Quote the material below word for word, without the pictures.

A block of data
---------------

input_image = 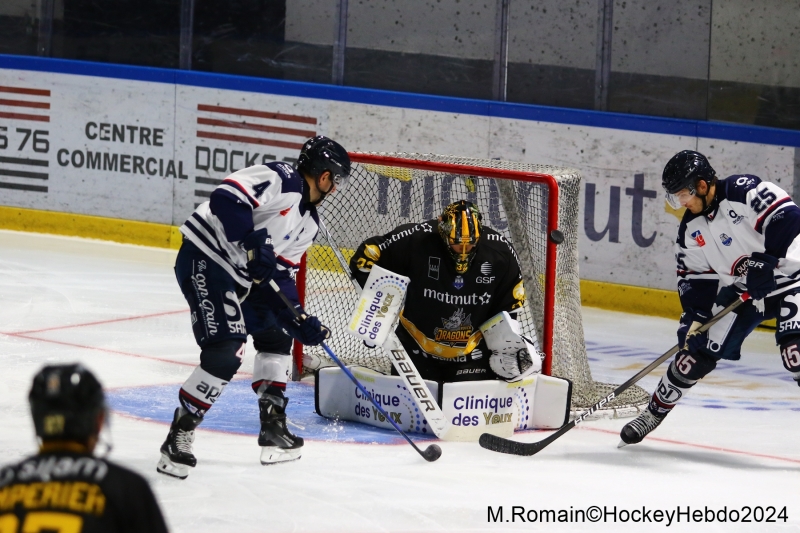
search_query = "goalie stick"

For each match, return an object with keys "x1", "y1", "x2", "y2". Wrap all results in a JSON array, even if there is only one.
[
  {"x1": 478, "y1": 292, "x2": 750, "y2": 455},
  {"x1": 269, "y1": 280, "x2": 442, "y2": 463},
  {"x1": 319, "y1": 218, "x2": 452, "y2": 440}
]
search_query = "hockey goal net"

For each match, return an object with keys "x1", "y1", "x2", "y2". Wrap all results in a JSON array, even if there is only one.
[{"x1": 295, "y1": 153, "x2": 649, "y2": 416}]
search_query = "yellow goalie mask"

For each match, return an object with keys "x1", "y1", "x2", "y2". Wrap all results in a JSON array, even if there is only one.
[{"x1": 439, "y1": 200, "x2": 482, "y2": 274}]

---------------

(ANSWER TO THIS PROBLEM):
input_image = 
search_query = "goalie stick"

For each match, return an object with keys "x1", "y1", "x2", "y2". Wrap all results in a JSON array, even if there is only one.
[
  {"x1": 478, "y1": 292, "x2": 750, "y2": 455},
  {"x1": 269, "y1": 280, "x2": 442, "y2": 463},
  {"x1": 319, "y1": 218, "x2": 452, "y2": 440}
]
search_query = "hockey goal net"

For each match, return an object with keys "x1", "y1", "x2", "y2". Wrap all results in a JSON array, even if there is only one.
[{"x1": 295, "y1": 153, "x2": 649, "y2": 416}]
search_query = "yellow goalie mask"

For each match, return an object with keys "x1", "y1", "x2", "y2". Wrap all results in a JSON array, even if there is only one.
[{"x1": 439, "y1": 200, "x2": 482, "y2": 274}]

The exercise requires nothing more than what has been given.